▶ **Your assignment**
Beginning with the line below that contains "for red wire." and ending with the line that contains "copper wire strand.", copy every line exactly. Copy nothing else.

▶ **Data provided**
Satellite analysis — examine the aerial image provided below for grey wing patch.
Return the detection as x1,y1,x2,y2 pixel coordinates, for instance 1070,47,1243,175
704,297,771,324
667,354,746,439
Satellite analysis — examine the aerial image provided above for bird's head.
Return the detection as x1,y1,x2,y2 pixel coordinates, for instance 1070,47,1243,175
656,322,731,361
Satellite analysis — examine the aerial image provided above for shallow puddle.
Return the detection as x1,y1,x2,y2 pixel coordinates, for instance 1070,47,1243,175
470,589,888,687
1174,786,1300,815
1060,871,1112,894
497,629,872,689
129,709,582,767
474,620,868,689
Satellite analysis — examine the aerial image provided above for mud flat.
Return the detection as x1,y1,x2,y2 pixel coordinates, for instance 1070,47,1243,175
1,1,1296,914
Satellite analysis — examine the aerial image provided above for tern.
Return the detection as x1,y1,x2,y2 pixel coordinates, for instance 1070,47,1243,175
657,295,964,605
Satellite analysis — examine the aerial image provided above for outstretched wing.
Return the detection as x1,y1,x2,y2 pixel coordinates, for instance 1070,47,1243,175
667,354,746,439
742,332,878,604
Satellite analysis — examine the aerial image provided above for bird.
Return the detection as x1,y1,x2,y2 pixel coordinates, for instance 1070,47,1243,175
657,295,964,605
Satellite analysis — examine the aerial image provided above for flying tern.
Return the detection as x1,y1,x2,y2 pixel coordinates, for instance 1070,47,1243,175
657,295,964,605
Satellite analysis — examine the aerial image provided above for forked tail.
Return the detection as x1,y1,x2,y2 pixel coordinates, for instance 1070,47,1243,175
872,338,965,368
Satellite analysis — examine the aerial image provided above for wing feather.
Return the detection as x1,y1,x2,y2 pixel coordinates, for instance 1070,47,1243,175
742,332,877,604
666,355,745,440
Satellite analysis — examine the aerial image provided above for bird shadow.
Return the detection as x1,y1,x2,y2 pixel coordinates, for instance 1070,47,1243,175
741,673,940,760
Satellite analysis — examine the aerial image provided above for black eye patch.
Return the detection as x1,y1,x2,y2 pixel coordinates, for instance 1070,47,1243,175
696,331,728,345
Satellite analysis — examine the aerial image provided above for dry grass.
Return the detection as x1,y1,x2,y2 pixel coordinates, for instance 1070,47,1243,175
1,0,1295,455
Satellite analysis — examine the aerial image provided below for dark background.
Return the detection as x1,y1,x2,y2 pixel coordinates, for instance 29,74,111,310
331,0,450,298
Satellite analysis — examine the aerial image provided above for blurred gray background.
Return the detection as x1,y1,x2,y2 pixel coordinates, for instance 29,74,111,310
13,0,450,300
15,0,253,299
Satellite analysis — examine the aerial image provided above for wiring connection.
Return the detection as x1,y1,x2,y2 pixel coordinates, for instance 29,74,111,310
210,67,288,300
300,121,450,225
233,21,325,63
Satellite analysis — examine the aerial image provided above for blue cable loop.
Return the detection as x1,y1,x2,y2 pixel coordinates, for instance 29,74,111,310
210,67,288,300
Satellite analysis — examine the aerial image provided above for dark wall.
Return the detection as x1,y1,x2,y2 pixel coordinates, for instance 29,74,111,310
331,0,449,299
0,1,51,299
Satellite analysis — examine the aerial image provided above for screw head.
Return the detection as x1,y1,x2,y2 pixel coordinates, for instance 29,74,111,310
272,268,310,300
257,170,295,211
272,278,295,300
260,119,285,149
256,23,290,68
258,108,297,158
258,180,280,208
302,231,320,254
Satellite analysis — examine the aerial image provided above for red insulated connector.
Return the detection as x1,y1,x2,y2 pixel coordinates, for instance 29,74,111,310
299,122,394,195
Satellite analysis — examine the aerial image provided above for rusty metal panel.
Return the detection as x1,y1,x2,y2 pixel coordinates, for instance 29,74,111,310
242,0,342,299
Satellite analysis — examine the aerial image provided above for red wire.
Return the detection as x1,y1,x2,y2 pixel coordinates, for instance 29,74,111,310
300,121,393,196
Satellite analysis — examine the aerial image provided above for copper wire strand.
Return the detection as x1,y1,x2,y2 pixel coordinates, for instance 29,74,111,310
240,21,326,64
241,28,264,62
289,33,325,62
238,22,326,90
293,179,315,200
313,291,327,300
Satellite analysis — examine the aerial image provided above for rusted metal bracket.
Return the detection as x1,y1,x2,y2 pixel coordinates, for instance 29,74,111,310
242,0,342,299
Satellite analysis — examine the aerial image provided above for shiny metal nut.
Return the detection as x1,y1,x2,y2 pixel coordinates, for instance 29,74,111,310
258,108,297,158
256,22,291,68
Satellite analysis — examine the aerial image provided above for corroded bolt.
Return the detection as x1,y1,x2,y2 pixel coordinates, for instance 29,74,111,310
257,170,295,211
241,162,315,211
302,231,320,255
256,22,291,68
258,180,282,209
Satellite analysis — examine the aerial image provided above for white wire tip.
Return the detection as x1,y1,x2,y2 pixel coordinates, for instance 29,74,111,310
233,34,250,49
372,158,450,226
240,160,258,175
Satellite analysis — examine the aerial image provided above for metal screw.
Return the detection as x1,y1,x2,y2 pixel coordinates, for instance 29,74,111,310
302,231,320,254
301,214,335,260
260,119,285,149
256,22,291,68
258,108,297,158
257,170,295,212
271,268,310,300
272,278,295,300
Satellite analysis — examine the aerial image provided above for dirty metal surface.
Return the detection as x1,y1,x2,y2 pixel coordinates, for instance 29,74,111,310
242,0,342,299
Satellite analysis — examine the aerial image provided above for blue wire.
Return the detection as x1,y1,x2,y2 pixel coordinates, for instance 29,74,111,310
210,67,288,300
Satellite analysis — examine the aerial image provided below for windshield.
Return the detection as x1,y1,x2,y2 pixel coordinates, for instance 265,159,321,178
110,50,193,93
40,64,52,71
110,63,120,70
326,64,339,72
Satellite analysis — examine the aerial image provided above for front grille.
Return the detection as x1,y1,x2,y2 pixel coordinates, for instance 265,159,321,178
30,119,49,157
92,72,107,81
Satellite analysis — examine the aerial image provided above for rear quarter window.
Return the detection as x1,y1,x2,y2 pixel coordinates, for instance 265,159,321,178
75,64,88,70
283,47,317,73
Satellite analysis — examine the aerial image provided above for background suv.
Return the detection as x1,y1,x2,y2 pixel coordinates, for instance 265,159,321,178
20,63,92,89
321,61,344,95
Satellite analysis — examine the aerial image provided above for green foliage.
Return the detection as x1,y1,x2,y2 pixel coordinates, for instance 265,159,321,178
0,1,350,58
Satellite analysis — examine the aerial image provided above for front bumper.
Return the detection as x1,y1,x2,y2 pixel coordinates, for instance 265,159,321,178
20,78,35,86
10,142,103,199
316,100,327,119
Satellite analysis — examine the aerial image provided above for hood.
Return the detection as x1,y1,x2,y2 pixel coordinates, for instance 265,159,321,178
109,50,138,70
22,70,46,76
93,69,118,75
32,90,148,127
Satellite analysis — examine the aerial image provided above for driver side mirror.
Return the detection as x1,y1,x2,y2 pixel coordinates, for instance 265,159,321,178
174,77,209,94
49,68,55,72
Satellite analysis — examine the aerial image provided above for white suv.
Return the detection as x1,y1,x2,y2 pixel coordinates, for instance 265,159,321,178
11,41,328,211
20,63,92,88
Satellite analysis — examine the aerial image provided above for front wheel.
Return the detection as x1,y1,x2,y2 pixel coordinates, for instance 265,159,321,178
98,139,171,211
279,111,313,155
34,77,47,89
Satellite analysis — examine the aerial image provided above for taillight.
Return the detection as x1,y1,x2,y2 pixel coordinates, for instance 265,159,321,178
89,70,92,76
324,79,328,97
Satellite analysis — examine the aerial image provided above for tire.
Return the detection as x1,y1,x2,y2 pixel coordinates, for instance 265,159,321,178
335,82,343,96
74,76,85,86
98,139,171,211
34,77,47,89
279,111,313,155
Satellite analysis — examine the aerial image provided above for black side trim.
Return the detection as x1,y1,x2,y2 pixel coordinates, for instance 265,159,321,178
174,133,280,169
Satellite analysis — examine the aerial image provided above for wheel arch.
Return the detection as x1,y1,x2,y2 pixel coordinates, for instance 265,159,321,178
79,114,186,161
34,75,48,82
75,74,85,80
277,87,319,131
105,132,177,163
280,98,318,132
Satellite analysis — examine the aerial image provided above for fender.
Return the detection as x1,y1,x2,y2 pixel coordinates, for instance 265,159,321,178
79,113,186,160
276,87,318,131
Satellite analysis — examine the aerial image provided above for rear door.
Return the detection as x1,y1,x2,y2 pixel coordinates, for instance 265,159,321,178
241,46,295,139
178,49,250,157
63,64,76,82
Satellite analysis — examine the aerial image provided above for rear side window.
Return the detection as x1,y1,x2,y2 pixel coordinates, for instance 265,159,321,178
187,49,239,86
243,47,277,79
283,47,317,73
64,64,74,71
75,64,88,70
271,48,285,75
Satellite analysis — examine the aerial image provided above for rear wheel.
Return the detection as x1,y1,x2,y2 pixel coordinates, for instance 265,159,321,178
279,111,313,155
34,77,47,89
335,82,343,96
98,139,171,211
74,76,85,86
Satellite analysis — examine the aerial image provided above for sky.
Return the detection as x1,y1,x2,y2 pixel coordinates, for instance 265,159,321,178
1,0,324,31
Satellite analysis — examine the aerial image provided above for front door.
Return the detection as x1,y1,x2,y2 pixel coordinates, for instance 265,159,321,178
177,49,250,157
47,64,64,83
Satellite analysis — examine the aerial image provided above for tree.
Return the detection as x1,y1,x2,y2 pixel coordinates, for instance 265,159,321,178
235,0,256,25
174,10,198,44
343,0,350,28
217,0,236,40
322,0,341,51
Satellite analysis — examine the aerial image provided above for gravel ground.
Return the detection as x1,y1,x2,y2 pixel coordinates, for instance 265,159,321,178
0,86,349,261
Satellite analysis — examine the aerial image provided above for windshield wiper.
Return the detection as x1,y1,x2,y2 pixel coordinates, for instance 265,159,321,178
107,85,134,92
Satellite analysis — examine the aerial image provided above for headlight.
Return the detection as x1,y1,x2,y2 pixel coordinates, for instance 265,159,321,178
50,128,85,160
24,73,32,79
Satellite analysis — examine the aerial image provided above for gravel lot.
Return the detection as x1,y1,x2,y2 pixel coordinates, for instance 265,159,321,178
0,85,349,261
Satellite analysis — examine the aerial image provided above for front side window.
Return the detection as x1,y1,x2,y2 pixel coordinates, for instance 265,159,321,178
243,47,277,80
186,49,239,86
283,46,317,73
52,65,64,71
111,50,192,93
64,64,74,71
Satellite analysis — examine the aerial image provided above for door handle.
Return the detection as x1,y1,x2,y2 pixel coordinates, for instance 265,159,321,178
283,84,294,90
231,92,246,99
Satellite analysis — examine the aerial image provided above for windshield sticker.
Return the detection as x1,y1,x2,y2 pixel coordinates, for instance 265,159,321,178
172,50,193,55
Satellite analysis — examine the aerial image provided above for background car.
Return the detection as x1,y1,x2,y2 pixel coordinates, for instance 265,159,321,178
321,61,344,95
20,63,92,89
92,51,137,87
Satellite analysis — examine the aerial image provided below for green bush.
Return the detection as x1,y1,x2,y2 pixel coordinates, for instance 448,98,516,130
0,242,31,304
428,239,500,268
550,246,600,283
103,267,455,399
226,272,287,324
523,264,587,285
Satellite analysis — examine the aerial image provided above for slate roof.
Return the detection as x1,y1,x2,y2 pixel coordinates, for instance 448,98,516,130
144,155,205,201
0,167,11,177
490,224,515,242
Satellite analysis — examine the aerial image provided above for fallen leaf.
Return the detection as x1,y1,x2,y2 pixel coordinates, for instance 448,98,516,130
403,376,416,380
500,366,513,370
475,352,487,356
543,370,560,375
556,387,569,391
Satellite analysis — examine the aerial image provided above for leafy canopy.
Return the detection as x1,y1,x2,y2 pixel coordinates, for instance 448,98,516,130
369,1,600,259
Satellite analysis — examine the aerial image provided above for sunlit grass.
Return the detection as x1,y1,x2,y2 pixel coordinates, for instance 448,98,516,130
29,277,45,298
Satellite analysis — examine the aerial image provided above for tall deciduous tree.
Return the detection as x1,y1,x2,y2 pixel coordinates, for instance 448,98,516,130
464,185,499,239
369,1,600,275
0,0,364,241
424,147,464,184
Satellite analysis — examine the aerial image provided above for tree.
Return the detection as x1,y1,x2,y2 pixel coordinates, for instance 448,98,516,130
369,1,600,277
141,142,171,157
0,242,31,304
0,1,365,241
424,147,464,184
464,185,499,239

▶ **Written solution**
Satellite analysis — examine the aerial image provided above for red wire.
Return the detection as x1,y1,x2,y2 pixel coordinates, for instance 29,74,111,310
300,121,393,196
Satellite analysis — examine the aerial image provided above for copper wire strand.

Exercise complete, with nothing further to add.